What to produce:
Rewrite the lines below, changing every "pointer" to "cursor" and leaving everything else untouched.

Data excerpts:
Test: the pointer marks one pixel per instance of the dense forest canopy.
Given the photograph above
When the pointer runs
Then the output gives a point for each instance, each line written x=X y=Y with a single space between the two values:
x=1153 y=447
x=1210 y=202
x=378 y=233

Answer to this task:
Test: the cursor marks one pixel per instance of the dense forest canopy.
Given the photograph above
When the cursor runs
Then the output gives a point for each instance, each line written x=X y=Y with a single space between the two values:
x=1153 y=447
x=1210 y=202
x=378 y=233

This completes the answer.